**EXCERPTED PASSAGE**
Thursday 18 December 2014

10 Question Interview With Richard Heket

Author: 
Richard Heket
Book In Question:  
Bella Gioconda

Author Biography:
Richard Heket is a published writer of poetry and short fiction in a variety of periodicals.

He is also a competent artist in oil, acrylic, ceramics and freelance graphic design. He has completed several novels of historic fiction of which, Bella Gioconda, is the first to be published.

Richard was raised in Los Angeles, California and attended Brigham Young University on a writing scholarship. After a full career in manufacturing quality management, working in the U.S. and twenty-one other countries in North America, Western Europe and Asia, Richard is now fully devoted to writing novels, poetry and children’s illustrated stories.

 
Description:
Five hundred years can confuse identity. An old chalk drawing of a girl, Maria, the daughter of a Chianti vintner leaves a Swiss art collector, Claude Beauvin entangled in a Renaissance love story from the past. The drawing is currently owned by a reclusive young widow, Andrea Garibaldi-Chase, who puts the drawing up for auction. With smoldering rumors that Leonardo da Vinci is the artist of the portrait, history is set on fire by a New York art dealer, an art history professor, and an intellectual property crimes investigator from INTERPOL who are all caught up in the drawings history. It's not until after the auction that Beauvin learns who the girl really was, what influence she had over da Vinci and the centuries since, and how his growing feelings for Andrea transcends time and identity.

(Referring expression pointing data)
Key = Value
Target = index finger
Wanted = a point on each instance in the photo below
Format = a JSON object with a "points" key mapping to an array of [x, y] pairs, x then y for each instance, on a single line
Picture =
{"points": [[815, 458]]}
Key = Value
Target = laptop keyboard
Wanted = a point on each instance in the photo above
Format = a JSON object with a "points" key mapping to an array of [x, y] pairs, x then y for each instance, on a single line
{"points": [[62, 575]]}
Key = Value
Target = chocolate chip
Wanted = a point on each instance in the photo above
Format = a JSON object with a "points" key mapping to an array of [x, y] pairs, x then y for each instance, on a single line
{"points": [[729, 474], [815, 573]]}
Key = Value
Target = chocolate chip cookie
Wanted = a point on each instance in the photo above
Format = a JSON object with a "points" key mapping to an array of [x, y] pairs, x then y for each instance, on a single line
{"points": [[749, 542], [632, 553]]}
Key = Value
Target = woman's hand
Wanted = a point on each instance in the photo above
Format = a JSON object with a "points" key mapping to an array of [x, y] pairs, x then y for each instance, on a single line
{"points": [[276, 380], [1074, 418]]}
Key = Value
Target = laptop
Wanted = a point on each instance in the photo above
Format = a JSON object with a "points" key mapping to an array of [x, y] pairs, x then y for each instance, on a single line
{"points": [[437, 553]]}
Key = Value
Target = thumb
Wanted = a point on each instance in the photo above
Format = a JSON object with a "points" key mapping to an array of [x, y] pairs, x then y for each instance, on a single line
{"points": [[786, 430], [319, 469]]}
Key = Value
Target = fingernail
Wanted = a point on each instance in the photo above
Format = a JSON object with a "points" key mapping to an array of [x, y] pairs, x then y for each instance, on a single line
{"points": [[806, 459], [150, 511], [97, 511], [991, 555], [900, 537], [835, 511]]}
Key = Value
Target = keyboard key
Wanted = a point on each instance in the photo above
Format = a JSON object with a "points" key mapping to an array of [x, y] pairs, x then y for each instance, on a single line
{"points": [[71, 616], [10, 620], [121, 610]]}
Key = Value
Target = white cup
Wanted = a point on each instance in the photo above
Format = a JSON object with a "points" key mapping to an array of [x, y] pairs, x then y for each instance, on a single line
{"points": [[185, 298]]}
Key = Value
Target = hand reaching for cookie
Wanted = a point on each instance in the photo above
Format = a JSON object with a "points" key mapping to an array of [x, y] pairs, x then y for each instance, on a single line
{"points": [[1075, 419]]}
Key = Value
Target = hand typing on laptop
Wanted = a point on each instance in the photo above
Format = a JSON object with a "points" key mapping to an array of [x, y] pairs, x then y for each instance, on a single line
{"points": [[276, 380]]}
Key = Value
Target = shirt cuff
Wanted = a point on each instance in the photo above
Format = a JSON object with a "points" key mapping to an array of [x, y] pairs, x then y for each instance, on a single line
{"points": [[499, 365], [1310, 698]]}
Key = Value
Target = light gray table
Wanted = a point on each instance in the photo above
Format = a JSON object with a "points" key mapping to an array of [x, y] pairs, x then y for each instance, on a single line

**PROBLEMS TO WORK ON**
a) According to the Richard Heket interview, which university did Heket attend, and on what kind of scholarship?
b) Pick up the Richard Heket interview after its last sentence and write the next part.

**EXPECTED OUTPUTS**
a) Brigham Young University, on a writing scholarship.

b)
INTERVIEW 
Questions have been modified from the original
      
1. Hi, Richard, are you able to tell us a little more about yourself?



I have always loved words. I am fascinated by language and have made an extended study of the ability to acquire language and how words can evoke emotion while providing clarity of thought. Thought is, after all, refined by words, whose intent is to be communicated to others to understand not only the rational sense of words — or their irrationality! — but also a translation into emotion, which is almost always irrational..

I am a visual learner and have developed a love of artistic expression that allows me to translate words into graphic images, and back again.

I am fluently bi-lingual (French) and lived in France for two years at nineteen. I have also studied Greek and ancient Egyptian (hieroglyphs).  I have traveled for business to twenty-two other countries in North America, Western Europe and Asia. These travels have provided the seeds for many stories that can be told from the perspective of these cultures. I appreciate the creativity of the human condition to proliferate in countless directions of language, food, dwelling, clothing and behaviors.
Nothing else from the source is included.